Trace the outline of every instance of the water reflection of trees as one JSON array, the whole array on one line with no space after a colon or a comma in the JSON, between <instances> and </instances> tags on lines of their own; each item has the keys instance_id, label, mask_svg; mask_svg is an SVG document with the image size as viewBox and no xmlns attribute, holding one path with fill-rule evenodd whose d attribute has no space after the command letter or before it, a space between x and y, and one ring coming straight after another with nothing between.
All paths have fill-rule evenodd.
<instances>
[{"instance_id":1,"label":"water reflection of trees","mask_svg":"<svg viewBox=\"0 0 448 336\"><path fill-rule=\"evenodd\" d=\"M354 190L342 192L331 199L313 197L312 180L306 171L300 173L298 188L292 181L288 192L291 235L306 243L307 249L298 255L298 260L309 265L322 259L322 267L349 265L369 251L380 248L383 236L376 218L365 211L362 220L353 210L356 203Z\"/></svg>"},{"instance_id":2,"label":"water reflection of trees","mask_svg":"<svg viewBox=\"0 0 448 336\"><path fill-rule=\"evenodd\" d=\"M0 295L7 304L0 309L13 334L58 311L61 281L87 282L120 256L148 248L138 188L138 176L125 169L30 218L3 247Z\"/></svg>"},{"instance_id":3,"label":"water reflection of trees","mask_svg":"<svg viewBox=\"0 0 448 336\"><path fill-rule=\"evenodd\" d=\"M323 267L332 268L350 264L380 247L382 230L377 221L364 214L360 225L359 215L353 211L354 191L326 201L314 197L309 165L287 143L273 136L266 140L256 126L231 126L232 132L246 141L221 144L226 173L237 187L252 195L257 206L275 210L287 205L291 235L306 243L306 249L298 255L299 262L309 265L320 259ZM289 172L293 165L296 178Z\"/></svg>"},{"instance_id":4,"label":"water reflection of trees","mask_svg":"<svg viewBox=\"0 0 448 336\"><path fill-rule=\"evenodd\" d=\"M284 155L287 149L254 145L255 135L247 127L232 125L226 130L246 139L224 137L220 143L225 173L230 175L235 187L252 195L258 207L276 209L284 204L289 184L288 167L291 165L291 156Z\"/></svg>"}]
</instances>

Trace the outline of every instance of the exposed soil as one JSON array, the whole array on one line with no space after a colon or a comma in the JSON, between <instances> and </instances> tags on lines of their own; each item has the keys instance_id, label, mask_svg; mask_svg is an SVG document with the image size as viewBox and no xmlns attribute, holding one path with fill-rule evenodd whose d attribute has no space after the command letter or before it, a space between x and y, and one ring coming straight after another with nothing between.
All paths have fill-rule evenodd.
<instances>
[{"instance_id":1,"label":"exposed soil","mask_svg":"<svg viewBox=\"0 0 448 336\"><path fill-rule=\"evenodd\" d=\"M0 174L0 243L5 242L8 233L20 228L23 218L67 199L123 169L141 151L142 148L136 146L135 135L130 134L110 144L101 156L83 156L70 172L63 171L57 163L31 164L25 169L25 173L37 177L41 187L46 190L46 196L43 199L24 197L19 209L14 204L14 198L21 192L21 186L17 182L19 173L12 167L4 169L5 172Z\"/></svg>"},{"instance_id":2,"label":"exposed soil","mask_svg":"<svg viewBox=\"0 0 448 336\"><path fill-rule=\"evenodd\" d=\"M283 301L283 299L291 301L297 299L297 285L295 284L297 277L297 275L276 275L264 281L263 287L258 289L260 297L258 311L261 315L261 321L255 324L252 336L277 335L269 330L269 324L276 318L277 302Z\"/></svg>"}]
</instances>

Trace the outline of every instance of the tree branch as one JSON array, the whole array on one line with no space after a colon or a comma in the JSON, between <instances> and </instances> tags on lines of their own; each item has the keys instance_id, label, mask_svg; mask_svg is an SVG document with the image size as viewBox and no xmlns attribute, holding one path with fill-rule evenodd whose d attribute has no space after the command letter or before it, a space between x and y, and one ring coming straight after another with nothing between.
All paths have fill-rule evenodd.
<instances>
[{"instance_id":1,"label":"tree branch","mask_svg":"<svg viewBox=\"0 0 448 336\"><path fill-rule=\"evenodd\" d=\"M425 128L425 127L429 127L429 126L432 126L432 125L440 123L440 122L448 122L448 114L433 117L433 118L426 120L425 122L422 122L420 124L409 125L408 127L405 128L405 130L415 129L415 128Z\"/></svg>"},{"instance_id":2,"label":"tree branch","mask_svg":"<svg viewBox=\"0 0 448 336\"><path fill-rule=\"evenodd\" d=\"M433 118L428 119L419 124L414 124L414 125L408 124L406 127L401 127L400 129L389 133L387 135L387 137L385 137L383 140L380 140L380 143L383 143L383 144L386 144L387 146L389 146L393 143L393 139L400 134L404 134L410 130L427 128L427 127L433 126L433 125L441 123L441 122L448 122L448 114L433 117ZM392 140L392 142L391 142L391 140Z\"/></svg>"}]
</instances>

━━━━━━━━━━

■ Task details ■
One exact transcript of the whole listing is the expected answer.

■ Reply to the task ■
Trace the outline of every instance of the water reflection of trees as one JSON array, the whole array on one line with no space after a colon or a comma in the JSON, between <instances> and </instances> tags on lines of their own; each item has the keys instance_id, label, mask_svg; mask_svg is an SVG document with the image size as viewBox and no xmlns attribute, holding one path with fill-rule evenodd whose d attribute has no space after the command letter or before it, a space between x and y, and one ring coming straight after another with nothing between.
All paths have fill-rule evenodd.
<instances>
[{"instance_id":1,"label":"water reflection of trees","mask_svg":"<svg viewBox=\"0 0 448 336\"><path fill-rule=\"evenodd\" d=\"M354 190L342 192L331 199L313 197L312 180L306 171L300 173L298 188L292 181L288 192L291 235L306 243L307 249L298 255L298 260L309 265L322 259L322 267L349 265L369 251L380 248L383 236L376 218L365 211L362 220L353 210L356 203Z\"/></svg>"},{"instance_id":2,"label":"water reflection of trees","mask_svg":"<svg viewBox=\"0 0 448 336\"><path fill-rule=\"evenodd\" d=\"M0 295L7 304L0 309L13 334L58 311L61 281L87 282L120 256L148 248L138 188L138 176L125 169L30 218L3 247Z\"/></svg>"},{"instance_id":3,"label":"water reflection of trees","mask_svg":"<svg viewBox=\"0 0 448 336\"><path fill-rule=\"evenodd\" d=\"M323 267L332 268L350 264L380 247L382 230L377 221L364 214L360 225L359 215L353 211L354 191L326 201L314 197L309 165L287 143L273 136L266 140L256 126L231 126L232 132L246 141L221 144L226 173L237 187L252 195L257 206L275 210L287 205L291 235L306 243L306 249L298 255L299 262L309 265L320 259ZM289 172L293 165L296 178Z\"/></svg>"},{"instance_id":4,"label":"water reflection of trees","mask_svg":"<svg viewBox=\"0 0 448 336\"><path fill-rule=\"evenodd\" d=\"M284 155L287 149L254 145L255 135L247 127L232 125L226 130L246 139L224 137L220 143L225 173L230 175L235 187L252 195L258 207L276 209L284 204L289 184L288 167L291 165L291 156Z\"/></svg>"}]
</instances>

Trace the outline of every instance of the exposed soil as one JSON array, the whole array on one line with no space after a colon or a comma in the JSON, between <instances> and </instances> tags on lines of their own; each item has the keys instance_id, label, mask_svg; mask_svg is an SVG document with the image size as viewBox and no xmlns attribute, holding one path with fill-rule evenodd whose d attribute has no space after the command letter or before it, a space between x and y, and one ring coming straight after another with nothing between.
All paths have fill-rule evenodd.
<instances>
[{"instance_id":1,"label":"exposed soil","mask_svg":"<svg viewBox=\"0 0 448 336\"><path fill-rule=\"evenodd\" d=\"M0 174L0 243L5 242L8 233L20 228L23 218L67 199L123 169L141 151L142 148L136 146L135 135L130 134L110 144L101 156L83 156L70 172L63 171L57 163L31 164L25 169L25 173L37 177L41 187L46 190L46 196L43 199L24 197L19 209L14 204L14 198L21 192L21 186L17 182L19 173L12 167L4 169L5 172Z\"/></svg>"},{"instance_id":2,"label":"exposed soil","mask_svg":"<svg viewBox=\"0 0 448 336\"><path fill-rule=\"evenodd\" d=\"M283 301L283 299L291 301L297 299L297 285L295 284L297 277L297 275L276 275L264 281L263 287L258 289L260 297L258 311L261 315L261 321L255 324L252 336L277 335L269 330L269 324L276 318L277 302Z\"/></svg>"}]
</instances>

Trace the outline of every instance of the tree branch as one JSON array, the whole array on one line with no space after a colon or a comma in the JSON, between <instances> and </instances> tags on lines of their own; each item has the keys instance_id, label, mask_svg; mask_svg is an SVG document with the image size as viewBox and no xmlns attribute, holding one path with fill-rule evenodd whose d attribute has no space after the command letter or before it, a space between x and y, and one ring coming straight after another with nothing between.
All paths have fill-rule evenodd.
<instances>
[{"instance_id":1,"label":"tree branch","mask_svg":"<svg viewBox=\"0 0 448 336\"><path fill-rule=\"evenodd\" d=\"M425 128L425 127L429 127L429 126L432 126L432 125L440 123L440 122L448 122L448 114L433 117L433 118L426 120L425 122L422 122L420 124L409 125L408 127L405 128L405 130L415 129L415 128Z\"/></svg>"},{"instance_id":2,"label":"tree branch","mask_svg":"<svg viewBox=\"0 0 448 336\"><path fill-rule=\"evenodd\" d=\"M433 118L428 119L419 124L414 124L414 125L408 124L406 127L401 127L400 129L389 133L387 135L387 137L385 137L383 140L380 140L380 143L383 143L383 144L386 144L387 146L389 146L393 143L393 139L400 134L404 134L410 130L427 128L427 127L433 126L433 125L441 123L441 122L448 122L448 114L433 117ZM392 140L392 142L391 142L391 140Z\"/></svg>"}]
</instances>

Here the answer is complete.